Using the information>
1/ In the Upper Tribunal determination, under which article of the ECHR did the FtT judge allow the appellant's appeal?
2/ Copy word for word the stretch of the Upper Tribunal determination from "For the Appellant: Mr" through "face in Somalia.".
3/ Pick up the Upper Tribunal determination after its last sentence and keep writing.

Document extract>
**********

The decision



Upper Tribunal
(Immigration and Asylum Chamber) Appeal Number: IA/05932/2015

THE IMMIGRATION ACTS

Heard at Glasgow
Determination issued
on 4 July 2016
On 8th July 2016


Before

UPPER TRIBUNAL JUDGE MACLEMAN

Between

THE SECRETARY OF STATE FOR THE HOME DEPARTMENT
Appellant
and


HASSAN MAHAMED ELMI
(anonymity direction NOT MADE)

Respondent

For the Appellant: Mr M Matthews, Senior Home Office Presenting Officer
For the Respondent: Ms L Irvine, Advocate; Drummond Miller, Solicitors

DETERMINATION AND REASONS
1. The parties are as above, but the rest of this determination refers to them as they were in the FtT.
2. The SSHD appeals on three grounds against a determination by FtT Judge J C Grant-Hutchison, allowing the appellant's appeal under article 3 of the ECHR, based on the circumstances he would be likely to face in Somalia.
3. The first ground of appeal arises from paragraph 27 of the decision, where the judge said that there was "? nothing in the appellant's evidence to show that he is a member of a majority clan". The ground states that it was for the appellant to show that he was a member of a minority clan, and that it was reasonable to doubt his assertions, given his use of multiple entities and other deceit. The finding was significant in terms of country guidance and the question of access to majority clan support. The judge declined to speculate on the appellant's precise clan identity, but that was not the point.

**********

Records shown>

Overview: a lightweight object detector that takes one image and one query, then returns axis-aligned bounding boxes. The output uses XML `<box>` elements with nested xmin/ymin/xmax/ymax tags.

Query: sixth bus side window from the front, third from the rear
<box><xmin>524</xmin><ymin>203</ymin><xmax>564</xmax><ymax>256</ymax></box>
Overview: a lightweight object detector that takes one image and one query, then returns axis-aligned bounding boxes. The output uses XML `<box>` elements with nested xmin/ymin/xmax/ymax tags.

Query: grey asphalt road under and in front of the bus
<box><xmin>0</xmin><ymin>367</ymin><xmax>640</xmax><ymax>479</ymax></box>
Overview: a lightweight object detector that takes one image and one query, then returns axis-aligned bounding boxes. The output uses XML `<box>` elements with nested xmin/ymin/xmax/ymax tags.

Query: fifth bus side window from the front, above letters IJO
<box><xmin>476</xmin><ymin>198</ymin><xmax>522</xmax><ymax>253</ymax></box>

**********

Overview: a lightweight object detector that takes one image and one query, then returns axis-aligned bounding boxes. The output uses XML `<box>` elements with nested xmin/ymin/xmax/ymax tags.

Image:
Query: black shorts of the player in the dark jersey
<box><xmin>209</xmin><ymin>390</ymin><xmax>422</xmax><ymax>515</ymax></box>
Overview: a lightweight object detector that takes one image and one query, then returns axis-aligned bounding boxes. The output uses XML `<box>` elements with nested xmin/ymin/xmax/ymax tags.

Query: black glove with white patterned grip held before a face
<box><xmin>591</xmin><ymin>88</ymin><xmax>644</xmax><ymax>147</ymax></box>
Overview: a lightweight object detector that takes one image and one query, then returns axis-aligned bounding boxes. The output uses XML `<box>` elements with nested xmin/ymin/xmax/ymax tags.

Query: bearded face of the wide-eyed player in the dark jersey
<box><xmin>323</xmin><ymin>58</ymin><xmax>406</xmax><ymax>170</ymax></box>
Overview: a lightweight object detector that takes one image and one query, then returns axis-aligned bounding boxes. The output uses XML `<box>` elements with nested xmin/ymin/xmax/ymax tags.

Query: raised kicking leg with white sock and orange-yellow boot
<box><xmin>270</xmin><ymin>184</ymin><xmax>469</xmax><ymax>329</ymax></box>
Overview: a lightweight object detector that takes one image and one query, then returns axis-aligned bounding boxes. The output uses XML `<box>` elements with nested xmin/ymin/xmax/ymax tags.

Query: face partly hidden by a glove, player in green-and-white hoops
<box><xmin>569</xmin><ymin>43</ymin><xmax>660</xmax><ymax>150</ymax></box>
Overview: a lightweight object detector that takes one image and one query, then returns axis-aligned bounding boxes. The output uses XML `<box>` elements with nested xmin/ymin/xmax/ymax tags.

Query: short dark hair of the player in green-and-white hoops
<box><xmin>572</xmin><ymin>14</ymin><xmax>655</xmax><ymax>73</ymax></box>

**********

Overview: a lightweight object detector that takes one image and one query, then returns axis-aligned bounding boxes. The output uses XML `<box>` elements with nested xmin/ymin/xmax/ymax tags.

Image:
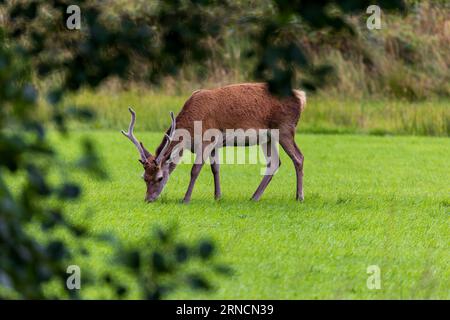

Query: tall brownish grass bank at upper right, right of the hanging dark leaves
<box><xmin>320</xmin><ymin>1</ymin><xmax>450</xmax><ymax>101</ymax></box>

**********

Answers given>
1/ Article 3

2/
For the Appellant: Mr M Matthews, Senior Home Office Presenting Officer
For the Respondent: Ms L Irvine, Advocate; Drummond Miller, Solicitors

DETERMINATION AND REASONS
1. The parties are as above, but the rest of this determination refers to them as they were in the FtT.
2. The SSHD appeals on three grounds against a determination by FtT Judge J C Grant-Hutchison, allowing the appellant's appeal under article 3 of the ECHR, based on the circumstances he would be likely to face in Somalia.

3/
4. Further to this ground, Mr Matthews accepted that the issue of membership of a minority clan was now of lesser significance than it was previously seen to be, in terms of country guidance, but he said it remained relevant to whether the appellant would face conditions which reach the level of article 3, in his particular circumstances. The judge put the matter oddly, because it was not necessary to decide which majority clan membership appellant might have. It was sufficient that he was more likely to be a member of any one of the majority clans. The judge failed to make a clear finding on a relevant issue, of particular significance given her findings on lack of family remittances
5. The second ground of appeal is that the judge erred in finding that the appellant's residence in a camp for displaced persons would result in a breach of article 3, because the background evidence and case law is to the effect that while certain conditions in camps might fall below humanitarian standards, an article 3 breach does not automatically follow. The judge failed to carry out a "qualitative assessment".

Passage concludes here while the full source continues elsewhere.